_Written instruction_. Rewrite the records below, replacing each "Medical review" with "Kitchen check" and keeping everything else the same.

_Extracted data_.
──────────
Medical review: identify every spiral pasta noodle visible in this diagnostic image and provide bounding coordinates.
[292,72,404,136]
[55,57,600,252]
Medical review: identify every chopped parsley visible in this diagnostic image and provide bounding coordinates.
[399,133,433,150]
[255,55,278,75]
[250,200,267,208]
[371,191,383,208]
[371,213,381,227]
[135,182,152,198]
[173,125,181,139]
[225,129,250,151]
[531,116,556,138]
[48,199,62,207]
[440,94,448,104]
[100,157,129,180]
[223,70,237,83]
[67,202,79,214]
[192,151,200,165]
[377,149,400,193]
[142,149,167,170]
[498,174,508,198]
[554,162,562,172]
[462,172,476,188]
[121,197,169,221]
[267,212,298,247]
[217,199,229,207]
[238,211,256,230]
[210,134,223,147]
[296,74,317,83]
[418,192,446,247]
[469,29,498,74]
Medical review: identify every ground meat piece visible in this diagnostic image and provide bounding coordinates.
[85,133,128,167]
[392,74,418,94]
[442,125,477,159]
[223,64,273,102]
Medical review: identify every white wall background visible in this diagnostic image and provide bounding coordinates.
──────────
_Task response_.
Kitchen check: identify every spiral pasta noodle visible in this diagnostic image and provide bounding coordinates.
[292,72,404,136]
[55,57,600,252]
Kitchen check: identify every chopped parsley visible in this diagnostic image and provide bounding coordinates.
[399,133,433,150]
[255,55,278,75]
[250,200,267,208]
[371,191,383,208]
[371,213,381,227]
[135,182,152,198]
[173,125,181,139]
[225,129,250,151]
[531,116,556,138]
[48,199,62,207]
[440,94,448,104]
[100,157,129,180]
[223,70,237,83]
[67,202,79,214]
[192,151,200,165]
[377,149,400,193]
[142,149,167,170]
[498,174,508,198]
[554,162,562,172]
[462,172,476,188]
[121,197,169,221]
[267,212,298,247]
[217,199,229,207]
[238,211,256,230]
[210,134,223,147]
[296,74,317,83]
[418,192,446,247]
[469,29,498,74]
Kitchen check: identify every ground meat piece visible in this diagnostic image and provide bounding coordinates.
[85,133,128,167]
[392,74,418,94]
[442,125,477,159]
[223,64,273,102]
Kitchen check: identify every white wall background visible in this diagnostic image and provide bounding coordinates.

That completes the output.